● WHAT THE TASK REQUIRES:
Can you retype the passage of the research interests text below, beginning at the words "Phasor analysis is" and stopping after the words "best TCSPC systems."?

Ryan A. Colyer

Research Interests

Although not all, the majority of my research has involved combining advancements in analysis and hardware to develop methods and tools for fluorescence microscopy. Some research examples are provided here.

Fluorescence Lifetimes / FLIM

A phasor plot of a bulk fluorescein sample.

Phasor Analysis

When fluorophores are excited they emit a photon after a delay with an exponential probability distribution. These delays are often analyzed by fitting to one or more exponentials, but this approach is challenging in the presence of complicated backgrounds or in the low-count limit.

Phasor analysis is an alternate approach to analyzing lifetimes which uses a Fourier analysis of photon arrival times to determine lifetimes or evaluate combinations of lifetime components. It provides several powerful advantages such as being very fast to compute, and yielding results with meaningful interpretations even in complicated environments.

I'm interested in the use of phasor analysis for examining the behaviors of single molecules at fast timescales where few counts are available, and also in the use of phasor analysis for imaging.

Digital Frequency Domain (DFD) Acquisition

The Digital Frequency Domain algorithm.

Digital Frequency Domain (DFD) lifetime acquisition uses techniques derived from analog frequency domain approaches, but applied in a digital way. By doing this, DFD achieves a precision for phasor analysis which is equivalent to the best TCSPC systems.

Rather than precisely identifying the arrival time of each photon, the actual goal of lifetime acquisition is to precisely identify the fluorescence lifetimes from a distribution of photons. Following this principle, the DFD approach resolves each photon to within a digital sampling window, and uses heterodyning to ensure even sampling of the lifetime response. It was shown that this approach yields a phasor precision equivalent to TCSPC, but without dead times, and with inexpensive components which allow lifetime measurements in many independent channels.

For details, see Microsc Res Tech 71(3): 201-213, 2008 (Preprint).

Single-Molecule Dynamics

A schematic of the conformational interpretation of
the dynamic FRET behavior observed with calmodulin.

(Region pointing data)

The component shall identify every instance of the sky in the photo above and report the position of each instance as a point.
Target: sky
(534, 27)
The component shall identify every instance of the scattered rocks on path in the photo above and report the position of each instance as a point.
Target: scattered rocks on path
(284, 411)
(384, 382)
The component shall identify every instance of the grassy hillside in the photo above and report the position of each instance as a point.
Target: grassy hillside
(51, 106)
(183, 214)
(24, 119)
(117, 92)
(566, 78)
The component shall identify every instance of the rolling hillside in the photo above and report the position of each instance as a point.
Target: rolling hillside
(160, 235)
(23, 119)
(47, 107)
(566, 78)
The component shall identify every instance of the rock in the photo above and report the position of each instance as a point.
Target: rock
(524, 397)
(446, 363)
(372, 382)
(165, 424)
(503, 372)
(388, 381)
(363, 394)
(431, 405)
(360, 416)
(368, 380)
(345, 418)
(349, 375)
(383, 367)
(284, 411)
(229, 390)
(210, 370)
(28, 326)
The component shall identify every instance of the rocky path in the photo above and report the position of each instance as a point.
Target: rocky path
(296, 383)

● ANSWER SPACE:
Phasor analysis is an alternate approach to analyzing lifetimes which uses a Fourier analysis of photon arrival times to determine lifetimes or evaluate combinations of lifetime components. It provides several powerful advantages such as being very fast to compute, and yielding results with meaningful interpretations even in complicated environments.

I'm interested in the use of phasor analysis for examining the behaviors of single molecules at fast timescales where few counts are available, and also in the use of phasor analysis for imaging.

Digital Frequency Domain (DFD) Acquisition

The Digital Frequency Domain algorithm.

Digital Frequency Domain (DFD) lifetime acquisition uses techniques derived from analog frequency domain approaches, but applied in a digital way. By doing this, DFD achieves a precision for phasor analysis which is equivalent to the best TCSPC systems.